Yapılacaklar:
#1 Mısır'la ilgili WikiLeaks metninde adı geçen bütün kişileri sıralayın.
#2 Mısır'la ilgili WikiLeaks metnindeki şu cümleyi İngilizceye çevirin: “Müslüman Kardeşler’in ise askeri gücü yetersiz olduğu için Mübarek sonrası başkanlık yarışına girmesi ihtimali pek ciddiye alınmıyor.”

WikiLeaks belgelerinde Mısır

WİKİLEAKS ‘te 28 Ocak’ta yayınlanan belge, 4 Nisan 2007 tarihini taşıyor. Üzerinde “gizli” damgası var.

Ve şimdi Ankara’da göreve başlayan zamanın Kahire Büyükelçisi J. Ricciardone’nin onayını taşıyor. Belgede askeri darbe ihtimalinden söz ediliyor. Elçilik yetkilisiyle konuşan bir parlamenter, şimdi Mübarek’in başkan yardımcılığına getirdiği İstihbarat Örgütü Başkanı General Ömer Süleyman ile Savunma Bakanı Hüseyin Tantavi’nin, Mübarek’in oğlu Cemal’den çok rahatsız olduklarını söylüyor. Babasından sonra başkanlık koltuğuna rahatça oturabilmesi için yapılan Anayasa değişikliğinden sonra Cemal ve çevresinin devlet kademelerinde at oynatmak istediği anlaşılıyor.

Adı gizlenen bir yetkilinin, yine adı gizlenen söz konusu parlamentere, “Cemal ve çevresinin yolsuzlukları sabrımı taşırıyor artık” dediği, geceleri uyuyamadığını söylediği ve ülkenin başına neler gelebileceğini bilmediğini, Cemal ya da Mübarek’in siyasi reformları yapıp yapmayacakları konusunda şüphesi olduğunu anlattığı aktarılıyor.

Yolsuzluklardan yılan ve geceleri uykularının kaçtığını söyleyen bu kaynak, “Mısır için Mübarek sonrası en iyi çözüm askeri darbe olacaktır. Çok kötü bir noktadayız. Kötüler arasında en iyi çözüm bu olacaktır” diyor. Amerikalı diplomat bu duyumu aktardıktan sonra ilk kez ülkede askeri darbenin telaffuz edildiğini ekliyor notlarına.

BİR AY SONRA

Bir ay sonra kaleme alınan bir başka belgede Mübarek sonrası muhtemel adaylar üzerinde duruluyor. Ömer Süleyman en güçlü aday olarak değerlendiriliyor. Tantavi’nin adaylığına orduda karmaşaya ve 20’inci yüzyılda görüldüğü gibi bir albaylar darbesine yol açabileceği gerekçesiyle soğuk bakılıyor. Müslüman Kardeşler’in ise askeri gücü yetersiz olduğu için Mübarek sonrası başkanlık yarışına girmesi ihtimali pek ciddiye alınmıyor.

Konum belirleme öğeleri:
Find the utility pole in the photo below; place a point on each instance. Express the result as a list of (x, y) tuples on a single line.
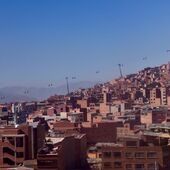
[(120, 69), (67, 83)]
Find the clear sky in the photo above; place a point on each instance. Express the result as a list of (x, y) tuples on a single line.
[(43, 41)]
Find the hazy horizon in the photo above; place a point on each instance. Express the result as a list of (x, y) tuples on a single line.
[(43, 41)]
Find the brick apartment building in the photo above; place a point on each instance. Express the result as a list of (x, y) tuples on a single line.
[(134, 154), (63, 152), (21, 143)]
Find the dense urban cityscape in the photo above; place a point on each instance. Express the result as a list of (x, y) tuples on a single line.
[(123, 124)]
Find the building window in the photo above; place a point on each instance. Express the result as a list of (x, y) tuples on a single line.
[(152, 166), (107, 165), (129, 166), (107, 154), (139, 166), (140, 155), (19, 142), (129, 155), (20, 154), (117, 154), (117, 164), (131, 143), (152, 155)]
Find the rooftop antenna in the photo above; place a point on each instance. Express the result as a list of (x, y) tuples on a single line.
[(67, 83), (120, 69)]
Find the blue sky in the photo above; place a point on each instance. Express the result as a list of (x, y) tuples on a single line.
[(42, 41)]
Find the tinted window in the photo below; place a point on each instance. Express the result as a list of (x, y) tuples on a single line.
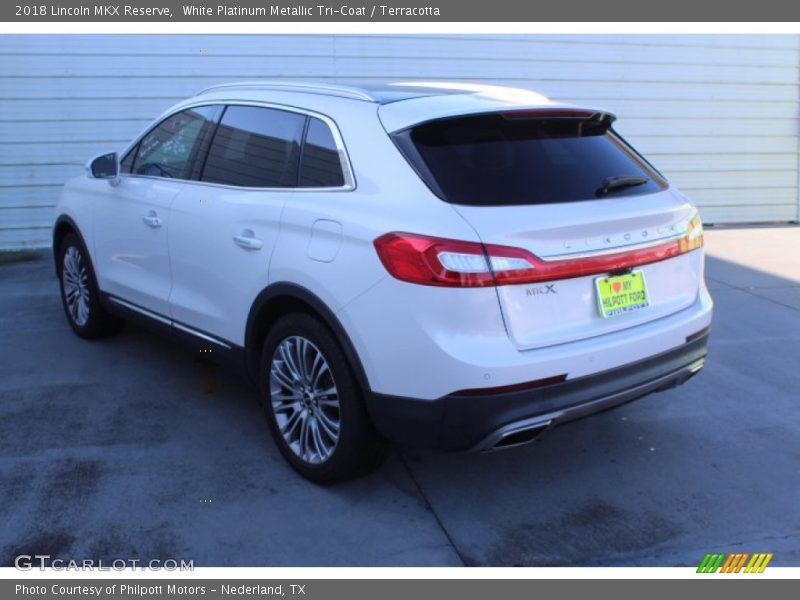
[(321, 165), (170, 148), (127, 163), (255, 147), (507, 159)]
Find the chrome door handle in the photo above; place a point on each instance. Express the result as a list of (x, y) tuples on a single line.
[(151, 219), (248, 240)]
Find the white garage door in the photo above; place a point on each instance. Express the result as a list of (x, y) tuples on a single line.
[(718, 114)]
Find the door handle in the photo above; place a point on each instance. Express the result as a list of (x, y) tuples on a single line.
[(248, 240), (151, 219)]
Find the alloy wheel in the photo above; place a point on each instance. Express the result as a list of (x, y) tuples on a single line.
[(305, 400), (75, 283)]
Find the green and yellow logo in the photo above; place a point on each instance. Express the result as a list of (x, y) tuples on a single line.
[(735, 563)]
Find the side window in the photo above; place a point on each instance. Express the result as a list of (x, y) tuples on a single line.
[(255, 147), (126, 165), (170, 148), (320, 165)]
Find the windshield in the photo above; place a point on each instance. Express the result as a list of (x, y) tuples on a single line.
[(520, 158)]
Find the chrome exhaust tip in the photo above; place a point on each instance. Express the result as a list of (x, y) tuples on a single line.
[(513, 435)]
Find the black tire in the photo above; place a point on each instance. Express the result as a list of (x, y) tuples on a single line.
[(96, 322), (359, 448)]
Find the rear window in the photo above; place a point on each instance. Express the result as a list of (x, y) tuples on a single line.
[(519, 158), (255, 147)]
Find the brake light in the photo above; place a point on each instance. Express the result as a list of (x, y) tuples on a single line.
[(452, 263), (435, 261)]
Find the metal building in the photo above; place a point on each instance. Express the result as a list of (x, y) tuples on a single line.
[(718, 114)]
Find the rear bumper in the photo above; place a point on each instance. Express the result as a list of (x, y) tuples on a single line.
[(480, 422)]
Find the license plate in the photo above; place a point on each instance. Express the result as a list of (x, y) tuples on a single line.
[(621, 294)]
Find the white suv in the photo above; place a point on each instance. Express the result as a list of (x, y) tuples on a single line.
[(450, 266)]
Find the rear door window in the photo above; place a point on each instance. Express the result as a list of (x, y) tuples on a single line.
[(518, 158), (255, 147), (321, 165)]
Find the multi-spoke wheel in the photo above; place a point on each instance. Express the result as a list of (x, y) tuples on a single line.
[(313, 403), (75, 283), (305, 400), (79, 291)]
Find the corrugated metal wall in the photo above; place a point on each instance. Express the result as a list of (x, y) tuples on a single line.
[(718, 114)]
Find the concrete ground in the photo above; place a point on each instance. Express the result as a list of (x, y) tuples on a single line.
[(130, 448)]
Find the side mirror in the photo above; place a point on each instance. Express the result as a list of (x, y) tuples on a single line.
[(105, 166)]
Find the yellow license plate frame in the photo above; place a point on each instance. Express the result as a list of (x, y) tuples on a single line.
[(621, 294)]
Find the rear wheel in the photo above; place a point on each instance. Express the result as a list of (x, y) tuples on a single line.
[(313, 403), (79, 293)]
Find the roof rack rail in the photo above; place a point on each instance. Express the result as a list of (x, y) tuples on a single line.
[(325, 89)]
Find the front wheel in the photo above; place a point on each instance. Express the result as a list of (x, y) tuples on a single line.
[(313, 403), (79, 293)]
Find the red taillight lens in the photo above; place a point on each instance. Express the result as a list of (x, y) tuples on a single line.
[(434, 261)]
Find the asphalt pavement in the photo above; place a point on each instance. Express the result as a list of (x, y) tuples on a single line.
[(134, 448)]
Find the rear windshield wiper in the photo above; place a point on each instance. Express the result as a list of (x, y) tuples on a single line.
[(619, 182)]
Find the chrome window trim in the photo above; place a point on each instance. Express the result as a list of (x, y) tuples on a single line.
[(344, 156)]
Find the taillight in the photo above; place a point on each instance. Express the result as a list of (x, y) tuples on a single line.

Görev yanıtları:
#1
J. Ricciardone
Mübarek
Ömer Süleyman
Hüseyin Tantavi
Cemal

#2 The possibility of the Muslim Brotherhood entering the post-Mubarak presidential race, on the other hand, is not taken very seriously because its military strength is insufficient.